[Start Provided passage]

Anyhow, I find that my OH times still depend on PLL much more than anything else, so I never paid attention to my dropping times...


----------



## fanwuq (Apr 16, 2008)

karthikputhraya said:


> fanwuq said:
> 
> 
> > that is kind of obvious because your OH times can never be better than your 2H times.
> ...



woah! that is weird! Do you know this person? Perhaps the scrambles are easier for OH round? The person broke his/her fingers of one hand that day? :confused:

well, that is not typical.


----------



## Pedro (Apr 16, 2008)

Lucas Garron said:


> This is why I want WCA data...
> I'd like to see the OH/speed ratio correlation of the top N speed/OH solvers, and so much more...
> But I'll wait for _his Excellency, the esteemed, illustrious former World Record Holder, Master Doctor Stefan "Cool" van de Pochmann_, to dedicate a negligible portion of his schedule to making this available.
> ( Think that'll work?  )
> ...


----------



## Lofty (Apr 16, 2008)

My OH PB is faster than my 2H one... not official tho we'll have to wait till Saturday for that... maybe I'll purposefully make my OH times faster.


----------



## dChan (Apr 16, 2008)

@Pedro: Very nice. Now I have regained my hope that by gaining a sub-35 average OH will lower my 2H times and then my ratio will slowly lower and lower!

@Lofty: Please do that! lol Do you still get above 20 sec times 2H?


----------



## Lofty (Apr 16, 2008)

I only get sup-20 when I have not warmed up at all...
I was thinking I could solve my normal speedsolve rounds OH to warm-up comp style lol. But I will most likely just do my best in all events


----------



## Dene (Apr 17, 2008)

Don't do that Lofty! Try your hardest at 2H!! You should really start practising it, and get a proper 2H cube!

[End Provided passage]

## Tasks
1 - List each distinct username that heads a post in the forum thread on one-handed cube times, counting a repeated name only once.
2 - Continue the forum thread on one-handed cube times from its last post.

[Start Information supplied]

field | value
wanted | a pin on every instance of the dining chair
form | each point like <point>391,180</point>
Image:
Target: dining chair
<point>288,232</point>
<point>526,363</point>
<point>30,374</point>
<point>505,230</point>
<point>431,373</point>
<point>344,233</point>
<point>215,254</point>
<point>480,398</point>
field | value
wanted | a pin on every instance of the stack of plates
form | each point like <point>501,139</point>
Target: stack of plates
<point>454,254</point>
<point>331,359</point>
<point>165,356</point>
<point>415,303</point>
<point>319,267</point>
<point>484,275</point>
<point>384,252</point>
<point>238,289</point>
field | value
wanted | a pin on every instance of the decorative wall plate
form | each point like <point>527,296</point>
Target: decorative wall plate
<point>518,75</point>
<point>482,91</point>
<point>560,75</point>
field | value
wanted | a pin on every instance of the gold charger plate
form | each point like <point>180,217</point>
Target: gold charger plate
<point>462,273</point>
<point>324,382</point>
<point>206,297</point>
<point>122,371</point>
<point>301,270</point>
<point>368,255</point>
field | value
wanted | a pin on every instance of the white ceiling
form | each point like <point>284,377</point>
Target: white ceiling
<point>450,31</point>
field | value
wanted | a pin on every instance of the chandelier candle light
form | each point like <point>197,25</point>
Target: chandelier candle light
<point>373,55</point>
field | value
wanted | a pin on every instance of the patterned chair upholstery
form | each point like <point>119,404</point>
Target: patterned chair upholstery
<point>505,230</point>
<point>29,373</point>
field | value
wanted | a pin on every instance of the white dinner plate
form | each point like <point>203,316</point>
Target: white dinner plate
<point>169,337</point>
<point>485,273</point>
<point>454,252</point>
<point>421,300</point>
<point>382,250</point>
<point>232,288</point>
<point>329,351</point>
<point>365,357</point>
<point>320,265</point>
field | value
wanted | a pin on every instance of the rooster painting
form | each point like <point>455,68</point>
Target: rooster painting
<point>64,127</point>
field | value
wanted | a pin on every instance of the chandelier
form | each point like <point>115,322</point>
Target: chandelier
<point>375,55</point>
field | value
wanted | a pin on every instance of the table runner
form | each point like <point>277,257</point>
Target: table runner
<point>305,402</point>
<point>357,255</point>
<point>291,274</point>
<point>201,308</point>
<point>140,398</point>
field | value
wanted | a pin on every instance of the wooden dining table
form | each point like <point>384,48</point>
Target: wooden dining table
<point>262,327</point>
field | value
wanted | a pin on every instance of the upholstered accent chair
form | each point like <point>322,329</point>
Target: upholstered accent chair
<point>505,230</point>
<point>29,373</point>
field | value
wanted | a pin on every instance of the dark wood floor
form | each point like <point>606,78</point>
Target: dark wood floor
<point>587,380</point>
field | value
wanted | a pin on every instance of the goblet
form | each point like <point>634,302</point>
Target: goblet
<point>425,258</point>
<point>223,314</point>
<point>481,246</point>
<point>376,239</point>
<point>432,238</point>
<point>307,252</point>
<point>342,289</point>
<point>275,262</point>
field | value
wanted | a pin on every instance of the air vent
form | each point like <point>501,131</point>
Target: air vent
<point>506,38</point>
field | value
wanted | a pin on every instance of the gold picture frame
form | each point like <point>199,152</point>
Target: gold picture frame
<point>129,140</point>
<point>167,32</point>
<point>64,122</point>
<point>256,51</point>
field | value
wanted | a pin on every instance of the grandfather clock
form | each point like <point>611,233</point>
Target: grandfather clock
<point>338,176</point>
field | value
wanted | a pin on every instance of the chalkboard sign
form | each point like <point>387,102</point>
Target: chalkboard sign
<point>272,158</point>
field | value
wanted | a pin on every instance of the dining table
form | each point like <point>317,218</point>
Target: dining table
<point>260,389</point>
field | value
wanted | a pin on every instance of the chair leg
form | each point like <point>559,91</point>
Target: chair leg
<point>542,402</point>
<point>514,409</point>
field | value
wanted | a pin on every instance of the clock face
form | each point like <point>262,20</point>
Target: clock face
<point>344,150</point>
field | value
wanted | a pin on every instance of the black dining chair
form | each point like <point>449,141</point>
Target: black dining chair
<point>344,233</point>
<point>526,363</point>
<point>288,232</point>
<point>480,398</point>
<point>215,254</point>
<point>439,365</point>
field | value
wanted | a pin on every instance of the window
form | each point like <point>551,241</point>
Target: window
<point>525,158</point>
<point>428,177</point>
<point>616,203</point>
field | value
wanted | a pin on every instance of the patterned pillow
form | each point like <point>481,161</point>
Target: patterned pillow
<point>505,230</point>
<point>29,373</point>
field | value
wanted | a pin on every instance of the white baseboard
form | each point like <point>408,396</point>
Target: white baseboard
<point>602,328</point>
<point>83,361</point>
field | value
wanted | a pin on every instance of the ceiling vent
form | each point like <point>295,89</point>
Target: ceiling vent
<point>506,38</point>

[End Information supplied]

## The responses
1 - fanwuq, Pedro, Lofty, dChan, Dene

2 -
karthikputhraya said:


> fanwuq said:
> 
> 
> > that is kind of obvious because your OH times can never be better than your 2H times.
> ...



This is just bogus. His times were obviously dependant on the scrambles. His OH solving isn't faster. If it "technically" was, he could just do 2H as OH. It is logically impossible for OH to be faster than 2H _in theory_ (as in, dependant on average and scrambles etc).


----------



## ThePizzaGuy92 (Apr 17, 2008)

the opposite happened to me, My OH times were terrible and always have been until i got around 17 seconds 2H, then my OH followed with 28-32 averages


----------



## Karthik (Apr 17, 2008)

Dene said:


> karthikputhraya said:
> 
> 
> > fanwuq said:
> ...


You took it a little too seriously.It is clear from the rest of his solves, that he is definitely slower at one handed and that particular solve must have been a lucky one.I just showed a rare exception.You missed the smiley 
BTW, I don't know the person.I just dug it out of the WCA database.


----------



## Gunnar (Apr 17, 2008)

I remember at Benelux Open I was doing OH racing with Rama, and aftar a quite huge ammount of solves I started solving 2H, and it was surprising how easily I got 12-13s solves.

I think that my look ahead during F2L is quite much improved by solving one-handed.


EDIT: I just got a new non-lucky personal best of 17.23!! :-D
EDIT2: And now I got a new average record of 22.23.


----------



## dChan (Apr 17, 2008)

lol, wow, nice Gunnar. 

I think that when you are conscientiously thinking about find the optimal solution while solving [for example, during one-handed solving] you tend to get into that mindset so that even when you are solving 2H you bring in that mentality of solving optimally and therefore get better times. I mean, if you can get a 35 second average OH then that means you are solving optimally and have some hand skill right? So if you can do a solve in 52 moves OH in 35 seconds just imagine if you had both hands then you would theoretically cut the time in half. Maybe this is why it seems some people's progress in OH affects their 2H.


----------



## Dene (Apr 18, 2008)

karthikputhraya said:


> Dene said:
> 
> 
> > karthikputhraya said:
> ...



Oh no, sorry my post did sound a little harsh, I dind't mean for it to sound like that. Maybe I should have used smilies too


----------



## martijn_cube (Apr 26, 2008)

Lofty said:


> My OH PB is faster than my 2H one... not official tho we'll have to wait till Saturday for that... maybe I'll purposefully make my OH times faster.



what happens if you solve the F2L with one hand and the LL with two? i mean i think that you can solve the LL algs faster with two hands, right? or doesn't it make that much of a difference?


----------



## Rokusz (May 5, 2008)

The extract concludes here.